FIELD OF THE INVENTION
The present invention relates to methods of creating digital signatures and is particularly concerned with authenticating both the signer and content of documents.
BACKGROUND OF THE INVENTION
Every sequence of bits (binary 0 and 1 values) can be considered a document, so every document can be represented digitally as a sequence of bits. The bits are considered in subgroups that represent letters, numbers, marks of punctuation, digitized pictures and sounds and so forth. A digital signature is a sequence of bits whose purpose is to authenticate both the signer and content of a document (or some desired portion of a document). A digital signature can be associated with a document by adding it to the document or by some method external to the document.
In any digital signature discussion, there are three vantage points to consider: the signer, the verifier, and the attacker. The signer affixes a signature in order to associate himself/herself with the document content (e.g. to authorize the details of a transaction described by the document). The verifier uses the signature to determine that the document content has not been modified since the signature was affixed and to determine who affixed the signature. The attacker is a hypothetical entity that should not, under a correct digital signature scheme, be able to modify the document to which the signature is affixed nor the identity of the signer given by the signature.
Standard methods of authenticating document content are based in part on the existence of so-called “one-way” functions, which are also known as “hashing” functions. A hashing function operates over the sequence of bits representing the document to produce a unique “hash” value for the document. While it is theoretically possible for two documents to have the same hash value, one-way functions are constructed such that it is provably difficult to create a document that matches a given hash value (hence, the term one-way, since it is easy to produce a hash value given a document). Moreover, small changes to a document are guaranteed to produce a different hash value. Indeed, the computer security community typically deprecates the use of a hashing function when any two documents are ever found that have the same hash value.

> _Written problem 1_
According to the passage on digital signatures, what three vantage points must be considered in any digital signature discussion?
> _Written problem 2_
Transcribe the passage on digital signatures from "FIELD OF THE" to "to the document.".
> _Written problem 3_
Write the next part of the passage on digital signatures, picking up after its final sentence.
The material that comes next is drawn from a separate source.

> _Data excerpts_
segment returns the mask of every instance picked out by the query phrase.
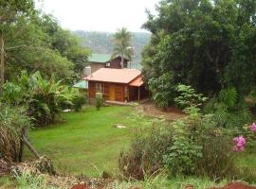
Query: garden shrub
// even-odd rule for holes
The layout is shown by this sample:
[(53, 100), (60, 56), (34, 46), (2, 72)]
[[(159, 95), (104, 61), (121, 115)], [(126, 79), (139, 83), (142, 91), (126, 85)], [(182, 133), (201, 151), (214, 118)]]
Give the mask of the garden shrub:
[(103, 94), (101, 93), (96, 93), (95, 107), (97, 111), (100, 111), (100, 109), (103, 106), (103, 104), (104, 104)]
[(195, 174), (211, 180), (232, 178), (236, 174), (231, 136), (228, 130), (216, 128), (210, 116), (204, 116), (197, 124), (197, 144), (202, 157), (196, 162)]
[(174, 142), (163, 155), (165, 166), (171, 176), (192, 175), (197, 160), (202, 158), (202, 147), (196, 144), (185, 120), (178, 120), (172, 127), (174, 129)]
[(73, 107), (76, 112), (79, 112), (82, 107), (86, 104), (87, 98), (86, 95), (82, 93), (80, 93), (74, 99), (73, 99)]
[(204, 112), (212, 114), (212, 121), (219, 128), (242, 129), (245, 124), (252, 121), (252, 114), (244, 102), (234, 107), (228, 107), (212, 99), (206, 105)]
[(232, 136), (217, 127), (214, 115), (199, 112), (206, 98), (190, 87), (183, 89), (176, 102), (185, 105), (187, 116), (170, 125), (158, 122), (150, 132), (137, 132), (129, 150), (119, 157), (125, 177), (142, 180), (160, 169), (170, 177), (198, 175), (211, 180), (236, 174)]
[(203, 106), (204, 102), (208, 99), (202, 94), (196, 94), (195, 90), (191, 86), (179, 84), (176, 88), (178, 96), (174, 98), (175, 103), (185, 111), (193, 107), (199, 109)]
[(173, 146), (173, 129), (153, 126), (136, 132), (128, 151), (121, 152), (119, 167), (129, 179), (143, 180), (163, 168), (163, 154)]
[(27, 114), (35, 126), (46, 126), (55, 121), (62, 105), (73, 105), (75, 89), (62, 85), (53, 78), (47, 80), (39, 72), (22, 72), (17, 80), (4, 85), (1, 100), (13, 106), (27, 107)]
[(19, 162), (22, 156), (22, 129), (30, 126), (26, 110), (0, 103), (0, 159)]

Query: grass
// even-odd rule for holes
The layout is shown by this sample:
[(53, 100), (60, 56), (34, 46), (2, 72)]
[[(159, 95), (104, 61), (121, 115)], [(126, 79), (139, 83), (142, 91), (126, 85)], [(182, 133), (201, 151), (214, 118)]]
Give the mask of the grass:
[(210, 180), (205, 178), (193, 178), (193, 177), (176, 177), (173, 179), (166, 179), (164, 177), (156, 177), (153, 180), (146, 180), (144, 181), (128, 181), (120, 182), (118, 181), (115, 183), (115, 189), (128, 189), (128, 188), (145, 188), (145, 189), (184, 189), (188, 185), (192, 185), (196, 189), (205, 189), (210, 187), (220, 187), (228, 183), (227, 180), (222, 180), (218, 183)]
[[(33, 129), (29, 139), (35, 148), (52, 159), (62, 173), (99, 176), (118, 172), (119, 152), (129, 146), (135, 128), (133, 107), (111, 106), (96, 111), (64, 113), (65, 122)], [(123, 124), (127, 129), (116, 129)], [(136, 125), (137, 125), (137, 123)], [(31, 158), (30, 153), (26, 153)]]

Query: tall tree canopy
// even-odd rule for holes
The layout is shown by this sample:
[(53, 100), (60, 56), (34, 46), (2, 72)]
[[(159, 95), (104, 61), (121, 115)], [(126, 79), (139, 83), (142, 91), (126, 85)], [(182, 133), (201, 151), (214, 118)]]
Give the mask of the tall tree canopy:
[(132, 60), (133, 48), (131, 47), (131, 33), (124, 27), (119, 29), (113, 36), (113, 57), (121, 56), (121, 65), (123, 66), (124, 57)]
[(150, 87), (184, 83), (214, 94), (234, 86), (243, 95), (255, 85), (256, 1), (162, 0), (156, 9), (144, 24), (153, 33), (143, 52)]
[(21, 70), (58, 79), (79, 76), (90, 51), (75, 36), (36, 10), (32, 0), (0, 2), (1, 76), (9, 79)]

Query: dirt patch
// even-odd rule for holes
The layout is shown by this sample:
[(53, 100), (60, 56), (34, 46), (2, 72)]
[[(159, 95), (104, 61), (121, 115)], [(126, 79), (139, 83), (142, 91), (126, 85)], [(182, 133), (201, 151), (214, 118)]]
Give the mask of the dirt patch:
[(137, 109), (142, 112), (145, 115), (155, 118), (162, 117), (170, 121), (175, 121), (179, 118), (186, 116), (186, 114), (182, 111), (174, 107), (170, 107), (167, 111), (162, 111), (156, 108), (152, 102), (145, 102), (143, 104), (140, 104), (137, 107)]
[(10, 172), (10, 167), (13, 165), (11, 163), (8, 163), (4, 160), (0, 160), (0, 177), (5, 176)]
[(228, 185), (220, 188), (211, 188), (211, 189), (256, 189), (255, 186), (249, 186), (242, 182), (231, 182)]

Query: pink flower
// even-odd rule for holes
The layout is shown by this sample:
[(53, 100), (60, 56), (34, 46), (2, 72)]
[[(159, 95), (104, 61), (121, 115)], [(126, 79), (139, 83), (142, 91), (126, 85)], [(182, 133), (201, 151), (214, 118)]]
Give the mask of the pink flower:
[(246, 146), (246, 138), (243, 136), (238, 136), (233, 138), (233, 142), (235, 143), (235, 146), (233, 146), (233, 151), (244, 151), (245, 146)]
[(256, 132), (256, 124), (252, 123), (252, 125), (249, 127), (250, 130), (253, 132)]

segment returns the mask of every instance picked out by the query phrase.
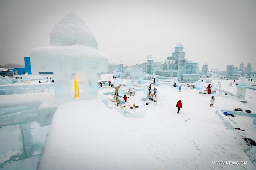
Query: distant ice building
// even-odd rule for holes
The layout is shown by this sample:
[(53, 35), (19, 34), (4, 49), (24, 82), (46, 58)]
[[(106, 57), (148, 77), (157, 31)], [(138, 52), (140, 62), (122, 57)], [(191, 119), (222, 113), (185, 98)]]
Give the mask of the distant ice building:
[(147, 59), (147, 68), (146, 73), (148, 74), (153, 74), (154, 65), (153, 64), (153, 57), (152, 55), (150, 55), (148, 56)]
[(54, 72), (58, 104), (97, 99), (97, 74), (108, 71), (108, 60), (85, 23), (70, 13), (55, 25), (50, 37), (51, 46), (32, 49), (32, 71)]
[[(199, 79), (198, 63), (188, 61), (185, 58), (186, 53), (183, 52), (183, 48), (181, 43), (178, 43), (172, 56), (167, 57), (164, 62), (161, 63), (160, 69), (156, 70), (155, 74), (177, 77), (179, 81), (184, 83), (194, 83)], [(208, 65), (206, 68), (208, 71)]]
[(199, 79), (200, 75), (207, 74), (208, 65), (206, 63), (203, 65), (202, 74), (199, 70), (198, 62), (188, 61), (185, 58), (186, 53), (183, 52), (183, 48), (181, 43), (179, 43), (174, 47), (172, 56), (167, 57), (164, 62), (157, 64), (157, 62), (154, 62), (152, 55), (149, 55), (146, 62), (130, 67), (122, 71), (118, 68), (113, 73), (117, 77), (134, 76), (136, 79), (141, 77), (147, 79), (158, 77), (160, 79), (177, 77), (180, 82), (194, 83)]
[(206, 62), (203, 65), (202, 68), (202, 74), (206, 75), (208, 72), (208, 64)]
[(238, 68), (234, 65), (228, 65), (226, 70), (226, 76), (229, 78), (238, 80), (239, 74), (237, 74)]
[[(255, 72), (253, 71), (251, 63), (249, 62), (247, 64), (246, 67), (244, 67), (243, 62), (242, 62), (240, 64), (239, 69), (238, 68), (235, 67), (234, 65), (227, 66), (226, 76), (228, 78), (237, 79), (239, 75), (244, 76), (246, 74), (252, 75), (255, 74)], [(237, 74), (238, 74), (238, 75)]]

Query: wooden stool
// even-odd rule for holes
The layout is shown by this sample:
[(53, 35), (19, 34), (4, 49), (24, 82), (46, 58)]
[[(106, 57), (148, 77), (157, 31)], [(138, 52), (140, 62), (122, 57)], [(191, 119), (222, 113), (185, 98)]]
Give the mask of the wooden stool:
[[(130, 91), (128, 92), (128, 93), (130, 93), (130, 96), (135, 96), (135, 91)], [(132, 94), (133, 94), (133, 95), (132, 95)]]

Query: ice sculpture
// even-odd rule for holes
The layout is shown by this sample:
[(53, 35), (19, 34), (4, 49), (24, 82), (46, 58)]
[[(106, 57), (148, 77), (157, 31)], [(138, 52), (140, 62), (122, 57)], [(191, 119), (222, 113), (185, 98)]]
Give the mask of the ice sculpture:
[(24, 84), (29, 83), (31, 83), (30, 77), (28, 76), (28, 73), (27, 72), (25, 73), (23, 77), (23, 79), (24, 79), (23, 82)]
[(141, 84), (145, 83), (145, 82), (144, 82), (144, 78), (143, 78), (143, 77), (139, 77), (139, 81), (140, 81), (140, 83)]
[(7, 75), (5, 76), (5, 77), (0, 75), (0, 85), (13, 84), (14, 83), (13, 83), (9, 77)]
[(196, 90), (202, 90), (202, 89), (201, 87), (201, 80), (199, 80), (193, 83), (192, 84), (195, 85), (195, 87), (196, 87)]
[(56, 24), (50, 33), (51, 45), (79, 44), (98, 50), (93, 34), (84, 21), (76, 14), (67, 15)]
[(148, 93), (148, 86), (147, 84), (143, 85), (143, 96), (147, 97)]
[(126, 87), (127, 89), (133, 89), (134, 87), (133, 86), (134, 83), (133, 82), (127, 82), (126, 85)]
[(123, 86), (120, 86), (119, 90), (118, 91), (118, 95), (122, 97), (123, 97), (124, 95), (124, 91), (123, 90)]
[(53, 72), (56, 102), (98, 98), (98, 73), (108, 71), (107, 56), (98, 50), (93, 34), (75, 14), (66, 15), (50, 33), (51, 46), (34, 48), (31, 70)]
[(201, 88), (201, 80), (198, 80), (193, 83), (193, 85), (194, 85), (196, 88)]
[(243, 79), (240, 81), (237, 85), (236, 86), (236, 87), (237, 88), (236, 91), (236, 96), (244, 98), (246, 89), (248, 87), (245, 80)]

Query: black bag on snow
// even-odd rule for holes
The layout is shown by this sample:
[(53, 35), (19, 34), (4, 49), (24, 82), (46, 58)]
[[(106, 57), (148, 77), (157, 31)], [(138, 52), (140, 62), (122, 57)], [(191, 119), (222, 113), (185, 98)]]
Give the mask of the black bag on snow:
[(243, 110), (241, 108), (235, 108), (235, 111), (240, 111), (240, 112), (243, 112)]

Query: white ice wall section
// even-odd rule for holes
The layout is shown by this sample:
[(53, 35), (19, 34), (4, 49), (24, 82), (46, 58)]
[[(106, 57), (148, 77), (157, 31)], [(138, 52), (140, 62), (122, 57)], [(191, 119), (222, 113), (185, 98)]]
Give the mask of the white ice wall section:
[(98, 100), (60, 105), (38, 169), (165, 169), (107, 108)]
[(78, 80), (79, 99), (98, 98), (97, 73), (54, 72), (54, 90), (58, 103), (77, 100), (73, 81)]

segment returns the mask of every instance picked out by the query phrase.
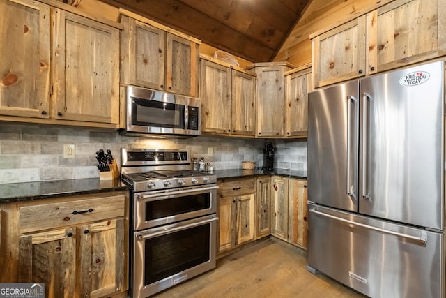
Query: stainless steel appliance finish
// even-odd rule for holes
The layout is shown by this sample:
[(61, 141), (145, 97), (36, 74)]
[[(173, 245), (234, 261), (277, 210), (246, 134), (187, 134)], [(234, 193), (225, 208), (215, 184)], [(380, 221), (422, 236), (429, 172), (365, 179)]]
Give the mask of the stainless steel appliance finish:
[(128, 86), (125, 128), (122, 135), (200, 135), (200, 99)]
[(121, 149), (132, 185), (131, 292), (146, 297), (215, 267), (216, 177), (189, 150)]
[(444, 73), (309, 94), (310, 269), (371, 297), (445, 297)]

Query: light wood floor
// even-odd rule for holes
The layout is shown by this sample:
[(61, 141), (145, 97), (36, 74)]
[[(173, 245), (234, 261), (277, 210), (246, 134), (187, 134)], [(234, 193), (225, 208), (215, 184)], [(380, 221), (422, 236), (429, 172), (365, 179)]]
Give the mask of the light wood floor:
[(272, 239), (217, 260), (217, 268), (154, 296), (194, 298), (357, 298), (364, 296), (307, 271), (302, 253)]

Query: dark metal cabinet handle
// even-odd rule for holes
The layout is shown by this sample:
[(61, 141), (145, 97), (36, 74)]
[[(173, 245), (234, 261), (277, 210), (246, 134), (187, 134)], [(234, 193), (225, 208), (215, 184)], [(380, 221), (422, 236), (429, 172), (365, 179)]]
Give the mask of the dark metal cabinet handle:
[(91, 208), (90, 208), (88, 210), (84, 210), (84, 211), (76, 211), (76, 210), (75, 210), (71, 214), (75, 214), (75, 215), (76, 215), (76, 214), (84, 214), (84, 213), (93, 212), (93, 211), (95, 211), (95, 210), (91, 209)]

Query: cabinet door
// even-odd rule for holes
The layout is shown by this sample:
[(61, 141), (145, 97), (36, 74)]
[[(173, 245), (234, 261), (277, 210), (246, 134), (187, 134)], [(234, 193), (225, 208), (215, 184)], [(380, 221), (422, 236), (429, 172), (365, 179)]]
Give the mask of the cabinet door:
[(91, 223), (78, 230), (81, 292), (100, 297), (124, 290), (127, 281), (124, 220)]
[(256, 239), (271, 234), (271, 178), (257, 179)]
[(444, 2), (438, 0), (398, 0), (370, 13), (369, 73), (446, 54), (445, 26)]
[(166, 89), (197, 96), (199, 45), (167, 32), (166, 47)]
[(307, 248), (307, 181), (289, 179), (289, 241)]
[(165, 32), (125, 15), (121, 24), (122, 83), (164, 90)]
[(272, 180), (271, 234), (288, 241), (288, 183), (286, 179)]
[(236, 245), (236, 202), (235, 198), (226, 198), (218, 200), (218, 251)]
[(53, 77), (57, 119), (119, 123), (119, 29), (53, 10)]
[(314, 87), (365, 75), (365, 15), (312, 39)]
[(231, 133), (231, 70), (202, 59), (200, 98), (201, 131), (220, 134)]
[(306, 137), (307, 135), (307, 94), (311, 89), (311, 68), (286, 75), (286, 136)]
[(254, 193), (237, 198), (237, 244), (254, 239)]
[(76, 231), (59, 229), (20, 236), (19, 283), (45, 283), (45, 297), (79, 297)]
[(255, 76), (231, 70), (231, 130), (233, 135), (254, 136)]
[(0, 0), (0, 114), (49, 117), (49, 6)]
[(284, 66), (256, 68), (257, 73), (257, 137), (284, 136)]

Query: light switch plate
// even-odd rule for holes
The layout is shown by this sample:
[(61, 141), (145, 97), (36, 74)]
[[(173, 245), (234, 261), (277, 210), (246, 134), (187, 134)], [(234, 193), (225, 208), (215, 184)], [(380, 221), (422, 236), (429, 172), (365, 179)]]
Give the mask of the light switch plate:
[(75, 145), (74, 144), (63, 145), (63, 158), (75, 158)]

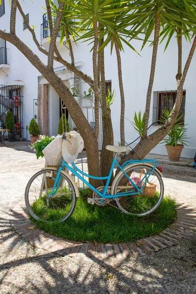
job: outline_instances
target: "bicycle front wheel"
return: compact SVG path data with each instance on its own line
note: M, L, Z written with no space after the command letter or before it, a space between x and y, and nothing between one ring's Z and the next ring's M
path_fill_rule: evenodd
M142 180L141 187L147 179L147 175L150 174L147 182L137 194L137 190L130 181L120 172L117 175L114 195L116 195L116 202L122 212L142 217L154 211L160 205L164 193L164 184L161 176L152 167L147 165L130 166L126 168L126 173L131 181L138 186ZM125 196L118 196L118 193L125 193Z
M75 191L70 180L61 172L58 189L51 196L57 172L43 170L29 181L25 191L25 202L31 216L47 222L66 220L74 212L76 203Z

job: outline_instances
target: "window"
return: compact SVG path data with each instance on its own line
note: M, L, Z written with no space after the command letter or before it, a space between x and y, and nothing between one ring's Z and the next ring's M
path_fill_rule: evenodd
M107 80L105 81L105 89L106 90L106 96L108 94L108 89L110 91L110 93L112 93L112 80Z
M170 110L173 108L176 98L177 91L157 92L154 92L153 94L152 120L154 122L156 122L157 124L161 124L162 123L160 121L163 116L163 110L168 109ZM182 124L184 124L186 91L183 91L183 95L182 104L179 113L179 116L182 116L179 122Z
M4 0L1 0L1 5L0 6L0 17L5 14L5 3Z
M26 19L27 20L27 21L28 22L28 23L29 23L29 14L28 13L27 14L26 14L26 15L25 16ZM26 29L26 28L27 28L27 26L26 25L26 24L25 23L25 21L23 19L23 30L24 30L24 29Z

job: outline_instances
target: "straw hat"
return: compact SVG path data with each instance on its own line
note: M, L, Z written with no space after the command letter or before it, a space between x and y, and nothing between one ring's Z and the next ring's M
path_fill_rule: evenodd
M66 162L74 162L77 158L78 153L83 150L84 141L80 135L74 131L66 133L66 137L69 142L66 140L63 140L63 157Z

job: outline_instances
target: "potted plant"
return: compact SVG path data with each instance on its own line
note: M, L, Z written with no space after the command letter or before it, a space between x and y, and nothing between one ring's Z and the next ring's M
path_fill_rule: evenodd
M19 106L20 105L20 99L18 98L17 96L16 96L15 98L12 98L12 100L14 103L14 106L15 107Z
M63 120L64 127L63 127ZM59 122L58 123L58 134L62 135L63 133L63 131L64 132L70 131L70 124L68 122L68 121L65 118L64 113L60 119Z
M161 122L165 122L170 116L171 111L167 109L163 110ZM179 161L184 146L188 146L187 140L189 139L186 135L187 129L180 122L183 116L178 117L172 129L163 140L166 143L166 147L170 161Z
M6 115L5 122L6 128L9 130L8 141L9 142L13 142L16 140L15 135L13 133L14 129L14 122L12 113L9 110Z
M20 133L21 131L21 125L20 123L20 122L17 122L16 123L15 123L14 126L15 127L16 133L17 134L18 133Z
M38 139L39 135L40 134L38 125L34 118L32 119L30 122L29 125L28 126L28 131L30 135L31 135L31 136L30 136L31 143L34 143Z

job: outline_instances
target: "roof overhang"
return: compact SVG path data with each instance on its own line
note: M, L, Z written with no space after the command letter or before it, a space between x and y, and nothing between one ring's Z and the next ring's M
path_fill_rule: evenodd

> _Written reply 1_
The signer, the verifier, and the attacker.

> _Written reply 2_
FIELD OF THE INVENTION
The present invention relates to methods of creating digital signatures and is particularly concerned with authenticating both the signer and content of documents.
BACKGROUND OF THE INVENTION
Every sequence of bits (binary 0 and 1 values) can be considered a document, so every document can be represented digitally as a sequence of bits. The bits are considered in subgroups that represent letters, numbers, marks of punctuation, digitized pictures and sounds and so forth. A digital signature is a sequence of bits whose purpose is to authenticate both the signer and content of a document (or some desired portion of a document). A digital signature can be associated with a document by adding it to the document or by some method external to the document.

> _Written reply 3_
The aforementioned properties of hashing functions are necessary for document content authentication but not sufficient. The hash value of the document content must also be immutable under a document content authentication scheme. To satisfy this requirement, the hash value is encoded. The current industry strategy is to use a public-key/private key encryption method such as RSA. The signer's private key is used to encode the document content hash value at the time of signing. The verifier uses the signer's public key to decode the hash value so that it can be compared against a newly computed hash of the document delivered to the verifier. The attacker cannot modify the document delivered to the verifier because the altered document's hash value will not match the one computed by the signer. The attacker also cannot change the hash value computed by the signer because the attacker does not have the private key, so it is impossible to re-encode the hash value of the altered document in such a way that the signer's public key will properly decode it.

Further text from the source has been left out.